Your output should be the lines from the one with "Target: bokeh background" through the end of the entries below, set down word for word and nothing else.

Stored data entries:
* * * * *

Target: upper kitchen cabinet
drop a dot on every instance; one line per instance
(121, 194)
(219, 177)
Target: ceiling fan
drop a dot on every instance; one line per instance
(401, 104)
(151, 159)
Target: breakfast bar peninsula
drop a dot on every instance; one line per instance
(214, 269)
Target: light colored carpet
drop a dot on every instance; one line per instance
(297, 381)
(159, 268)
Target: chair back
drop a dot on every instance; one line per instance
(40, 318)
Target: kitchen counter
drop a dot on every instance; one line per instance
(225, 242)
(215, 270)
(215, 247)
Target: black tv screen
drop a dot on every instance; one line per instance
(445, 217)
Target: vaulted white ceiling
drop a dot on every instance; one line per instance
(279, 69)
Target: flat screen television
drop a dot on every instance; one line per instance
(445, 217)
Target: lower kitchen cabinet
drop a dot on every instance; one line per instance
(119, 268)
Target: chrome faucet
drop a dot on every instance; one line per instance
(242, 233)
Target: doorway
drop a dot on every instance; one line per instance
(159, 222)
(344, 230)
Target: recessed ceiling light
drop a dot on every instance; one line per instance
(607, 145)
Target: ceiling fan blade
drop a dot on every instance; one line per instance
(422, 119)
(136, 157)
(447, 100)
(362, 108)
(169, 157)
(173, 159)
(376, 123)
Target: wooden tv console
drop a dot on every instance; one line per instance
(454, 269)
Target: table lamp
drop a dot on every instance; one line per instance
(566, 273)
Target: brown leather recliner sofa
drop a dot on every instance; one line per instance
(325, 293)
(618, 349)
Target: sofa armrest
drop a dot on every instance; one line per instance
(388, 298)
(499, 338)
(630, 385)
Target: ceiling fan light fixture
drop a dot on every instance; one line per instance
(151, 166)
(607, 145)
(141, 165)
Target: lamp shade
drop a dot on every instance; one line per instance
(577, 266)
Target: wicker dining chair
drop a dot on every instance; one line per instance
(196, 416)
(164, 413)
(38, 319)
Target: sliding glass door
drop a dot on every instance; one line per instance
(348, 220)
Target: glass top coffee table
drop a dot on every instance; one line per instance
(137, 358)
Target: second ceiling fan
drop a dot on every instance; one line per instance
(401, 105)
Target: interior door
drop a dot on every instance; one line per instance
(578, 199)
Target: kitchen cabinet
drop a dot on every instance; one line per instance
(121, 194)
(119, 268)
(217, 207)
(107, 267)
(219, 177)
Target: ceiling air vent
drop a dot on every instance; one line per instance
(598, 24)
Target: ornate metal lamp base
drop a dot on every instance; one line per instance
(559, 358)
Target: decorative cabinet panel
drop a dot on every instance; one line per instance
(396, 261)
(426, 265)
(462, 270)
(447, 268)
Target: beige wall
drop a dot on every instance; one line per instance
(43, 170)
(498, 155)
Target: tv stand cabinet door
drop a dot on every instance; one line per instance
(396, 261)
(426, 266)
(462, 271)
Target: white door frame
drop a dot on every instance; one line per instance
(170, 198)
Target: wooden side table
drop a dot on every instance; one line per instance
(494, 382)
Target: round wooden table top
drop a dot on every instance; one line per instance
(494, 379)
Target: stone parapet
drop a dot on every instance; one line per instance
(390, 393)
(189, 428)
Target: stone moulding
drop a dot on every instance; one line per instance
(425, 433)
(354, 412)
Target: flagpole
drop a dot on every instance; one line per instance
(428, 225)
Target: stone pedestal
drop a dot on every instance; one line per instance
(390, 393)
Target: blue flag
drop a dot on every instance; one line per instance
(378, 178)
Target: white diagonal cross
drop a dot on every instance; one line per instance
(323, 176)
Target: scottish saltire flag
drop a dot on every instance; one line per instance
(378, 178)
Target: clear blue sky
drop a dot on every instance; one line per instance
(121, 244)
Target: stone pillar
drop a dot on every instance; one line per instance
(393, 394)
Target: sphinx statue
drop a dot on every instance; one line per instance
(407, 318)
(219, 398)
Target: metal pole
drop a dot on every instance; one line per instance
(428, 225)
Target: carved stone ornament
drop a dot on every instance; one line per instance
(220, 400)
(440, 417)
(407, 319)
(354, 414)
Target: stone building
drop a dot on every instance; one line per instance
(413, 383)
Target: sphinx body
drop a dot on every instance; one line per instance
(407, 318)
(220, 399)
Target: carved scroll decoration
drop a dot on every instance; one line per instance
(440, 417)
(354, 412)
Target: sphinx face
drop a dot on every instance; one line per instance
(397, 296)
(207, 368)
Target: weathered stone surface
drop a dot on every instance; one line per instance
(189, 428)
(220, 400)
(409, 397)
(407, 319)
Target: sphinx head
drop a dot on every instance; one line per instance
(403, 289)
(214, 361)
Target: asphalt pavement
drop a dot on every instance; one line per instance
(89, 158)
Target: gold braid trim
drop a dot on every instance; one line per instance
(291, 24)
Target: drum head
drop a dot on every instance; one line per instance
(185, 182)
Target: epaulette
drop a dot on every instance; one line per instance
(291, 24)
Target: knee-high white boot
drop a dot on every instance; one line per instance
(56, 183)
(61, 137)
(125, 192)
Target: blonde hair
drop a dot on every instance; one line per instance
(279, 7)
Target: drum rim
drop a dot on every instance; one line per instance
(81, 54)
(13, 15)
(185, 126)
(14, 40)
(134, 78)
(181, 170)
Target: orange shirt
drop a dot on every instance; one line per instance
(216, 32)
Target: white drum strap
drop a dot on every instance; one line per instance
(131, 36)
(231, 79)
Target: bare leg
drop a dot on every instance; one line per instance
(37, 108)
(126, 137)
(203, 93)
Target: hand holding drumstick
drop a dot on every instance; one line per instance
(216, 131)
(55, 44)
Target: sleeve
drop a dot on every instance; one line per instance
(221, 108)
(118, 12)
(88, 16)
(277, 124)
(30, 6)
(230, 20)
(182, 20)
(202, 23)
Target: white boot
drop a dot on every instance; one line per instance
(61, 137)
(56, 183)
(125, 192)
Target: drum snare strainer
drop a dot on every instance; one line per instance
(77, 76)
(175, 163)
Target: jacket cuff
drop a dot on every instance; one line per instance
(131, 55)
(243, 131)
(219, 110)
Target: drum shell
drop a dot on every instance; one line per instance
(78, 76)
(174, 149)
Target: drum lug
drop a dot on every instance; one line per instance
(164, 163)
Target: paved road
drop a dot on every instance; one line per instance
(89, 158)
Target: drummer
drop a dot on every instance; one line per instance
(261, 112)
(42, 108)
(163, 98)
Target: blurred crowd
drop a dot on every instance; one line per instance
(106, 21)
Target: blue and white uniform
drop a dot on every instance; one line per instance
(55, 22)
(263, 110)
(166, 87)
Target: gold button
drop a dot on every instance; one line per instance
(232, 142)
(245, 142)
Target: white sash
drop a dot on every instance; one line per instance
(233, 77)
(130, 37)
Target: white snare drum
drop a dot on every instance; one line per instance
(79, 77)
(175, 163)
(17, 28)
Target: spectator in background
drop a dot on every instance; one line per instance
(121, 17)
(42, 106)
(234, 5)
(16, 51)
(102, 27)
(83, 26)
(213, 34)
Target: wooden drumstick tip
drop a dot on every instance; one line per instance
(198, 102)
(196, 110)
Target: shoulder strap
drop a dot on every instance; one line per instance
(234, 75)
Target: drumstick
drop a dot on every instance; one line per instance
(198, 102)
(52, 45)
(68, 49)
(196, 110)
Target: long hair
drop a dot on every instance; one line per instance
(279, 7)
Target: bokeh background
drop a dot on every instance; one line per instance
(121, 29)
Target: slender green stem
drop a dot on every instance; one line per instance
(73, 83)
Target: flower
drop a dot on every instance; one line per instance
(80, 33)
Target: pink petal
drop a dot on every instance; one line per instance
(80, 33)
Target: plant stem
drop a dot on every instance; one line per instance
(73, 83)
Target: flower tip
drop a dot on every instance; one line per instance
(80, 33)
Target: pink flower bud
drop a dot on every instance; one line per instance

* * * * *

RESULT OF THIS TASK —
Target: bokeh background
drop a dot on every instance; one line per instance
(121, 29)
Target: slender green stem
drop a dot on every instance; one line per instance
(73, 83)
Target: flower
drop a dot on every instance; one line per instance
(80, 33)
Target: pink petal
drop a dot on every instance; one line per instance
(80, 33)
Target: plant stem
drop a dot on every instance; one line per instance
(73, 83)
Target: flower tip
drop a dot on every instance; one line per instance
(80, 33)
Target: pink flower bud
drop a dot on every instance; one line per instance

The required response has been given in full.